> [Extract]
────────
The event, hosted by Pakistan as part of the UN’s Office of Counter Terrorism’s “Remembrance of the Victims of Terrorism” campaign, started with a one-minute silence. The event brought together the UN member states, victims, experts, academics, civil society members and representatives of law-enforcement agencies.
On December 16, 2014, 132 children and eight teachers and staff at the School died in the attack and several others were injured. The attack was claimed by the TTP, an entity listed as a terrorist organisation by the Security Council and many member states.
“This terrorist attack was particularly heinous because the clear aim of the terrorists was to kill children. In this sense, it was a targeted attack designed to deal a grievous blow to the morale of the people of Pakistan,” the foreign minister said.
The shock of the APS massacre mobilised the Pakistani nation to eliminate all terrorists from their soil. Massive military operations were undertaken to cleanse the frontiers of the TTP and associated terrorist groups, he added. “Pakistan’s operations were successful. Our territory was cleared of terrorists,” he said.
────────
(Entries taken from a collection)
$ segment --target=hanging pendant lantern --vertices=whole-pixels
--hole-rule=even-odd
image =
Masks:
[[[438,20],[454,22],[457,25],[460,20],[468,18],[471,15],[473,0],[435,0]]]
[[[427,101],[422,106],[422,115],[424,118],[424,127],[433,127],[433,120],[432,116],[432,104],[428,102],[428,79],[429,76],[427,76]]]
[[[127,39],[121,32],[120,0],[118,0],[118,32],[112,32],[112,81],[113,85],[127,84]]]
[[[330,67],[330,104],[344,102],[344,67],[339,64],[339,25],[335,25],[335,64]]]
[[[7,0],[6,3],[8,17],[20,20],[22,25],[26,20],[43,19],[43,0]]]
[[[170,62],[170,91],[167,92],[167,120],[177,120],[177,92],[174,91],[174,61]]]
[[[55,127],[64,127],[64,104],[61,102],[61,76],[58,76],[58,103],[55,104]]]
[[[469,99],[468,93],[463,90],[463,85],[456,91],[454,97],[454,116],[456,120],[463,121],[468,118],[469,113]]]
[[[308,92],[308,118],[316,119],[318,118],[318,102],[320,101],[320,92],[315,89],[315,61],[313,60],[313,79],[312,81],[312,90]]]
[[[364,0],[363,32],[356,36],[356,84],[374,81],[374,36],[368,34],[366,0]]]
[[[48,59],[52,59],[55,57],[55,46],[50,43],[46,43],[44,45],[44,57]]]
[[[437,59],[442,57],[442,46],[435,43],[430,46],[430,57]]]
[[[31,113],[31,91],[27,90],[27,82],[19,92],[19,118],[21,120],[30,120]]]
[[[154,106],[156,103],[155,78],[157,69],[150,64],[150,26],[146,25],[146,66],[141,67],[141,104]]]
────────
> [Questions on the material]
1) According to the extract, how many children died in the December 16, 2014 attack?
2) Explain, using the extract, why the foreign minister called the attack particularly heinous.

> [Numbered answers]
1) 132 children died in the attack.

2) He said the terrorists' clear aim was to kill children. That made it a targeted attack meant to deal a grievous blow to the morale of the people of Pakistan.